━━━ Provided data
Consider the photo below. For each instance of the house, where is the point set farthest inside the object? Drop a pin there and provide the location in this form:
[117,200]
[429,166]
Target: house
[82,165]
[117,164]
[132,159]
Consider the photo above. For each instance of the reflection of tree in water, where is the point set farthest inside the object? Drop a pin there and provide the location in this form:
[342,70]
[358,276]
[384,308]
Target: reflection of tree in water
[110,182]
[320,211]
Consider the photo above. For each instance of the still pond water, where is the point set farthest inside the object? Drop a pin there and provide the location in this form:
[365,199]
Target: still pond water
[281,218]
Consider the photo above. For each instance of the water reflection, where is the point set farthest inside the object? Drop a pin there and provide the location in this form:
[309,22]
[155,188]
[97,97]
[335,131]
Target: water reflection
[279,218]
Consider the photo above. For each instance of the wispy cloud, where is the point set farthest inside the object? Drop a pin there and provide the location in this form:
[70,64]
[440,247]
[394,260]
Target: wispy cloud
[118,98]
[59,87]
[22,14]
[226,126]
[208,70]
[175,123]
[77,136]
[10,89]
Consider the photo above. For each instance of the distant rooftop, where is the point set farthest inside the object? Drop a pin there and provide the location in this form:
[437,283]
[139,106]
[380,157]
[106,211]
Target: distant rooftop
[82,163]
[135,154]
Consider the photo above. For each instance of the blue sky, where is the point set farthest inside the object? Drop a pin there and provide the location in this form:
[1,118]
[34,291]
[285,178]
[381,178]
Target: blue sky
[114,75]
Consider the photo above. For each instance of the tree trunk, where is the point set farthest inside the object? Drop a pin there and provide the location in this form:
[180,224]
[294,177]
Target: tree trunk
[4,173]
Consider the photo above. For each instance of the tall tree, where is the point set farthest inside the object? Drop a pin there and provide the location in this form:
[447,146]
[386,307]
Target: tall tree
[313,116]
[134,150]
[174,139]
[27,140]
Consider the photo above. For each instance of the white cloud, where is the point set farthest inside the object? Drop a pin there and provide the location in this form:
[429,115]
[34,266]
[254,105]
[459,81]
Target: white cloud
━━━━━━
# To do:
For the entries above, transcribe precisely the lines from the one with "Target: still pond water" through the end, including both.

# The completed task:
Target: still pond water
[281,218]
Consider the photo above. For each instance of the water reflection, where is the point set farthest inside the object? Drop a pin there and provide the location in this form:
[309,22]
[155,188]
[97,97]
[335,131]
Target: water reflection
[279,218]
Consider the photo above. For each instance of the wispy cloud, where is the point set farthest inside the object? Drop a pin there and provide the location in this form:
[70,64]
[440,247]
[394,260]
Target: wispy cloud
[118,98]
[59,87]
[22,14]
[226,126]
[208,70]
[175,123]
[77,136]
[10,89]
Consider the photo above. For each instance of the distant rooftop, where is the point set farthest inside the object? Drop a pin there and provide the location in this form:
[437,283]
[139,106]
[380,157]
[106,211]
Target: distant rooftop
[82,163]
[135,154]
Consider the photo above. For each instance of the blue sky, where is the point set farthest inside the object? Drop a pin there and provide the location in this form:
[1,118]
[34,291]
[285,178]
[381,178]
Target: blue sky
[114,75]
Consider the photo above. For each instance of the tree trunk, where is the point set farthest inside the object? Drop a pin there and provide the location in this form:
[180,224]
[294,177]
Target: tree trunk
[4,173]
Consider the photo above. For each instance of the tall tree, where is the point set farthest inside the object? Drop a pin there and provide the location in this form:
[447,146]
[386,307]
Target: tall tree
[313,116]
[134,150]
[174,139]
[27,140]
Consider the photo above. For each instance of the white cloud, where is the point set farthest inside the object? Drop a pin there and provide the location in this form:
[429,115]
[34,266]
[254,105]
[459,81]
Target: white cloud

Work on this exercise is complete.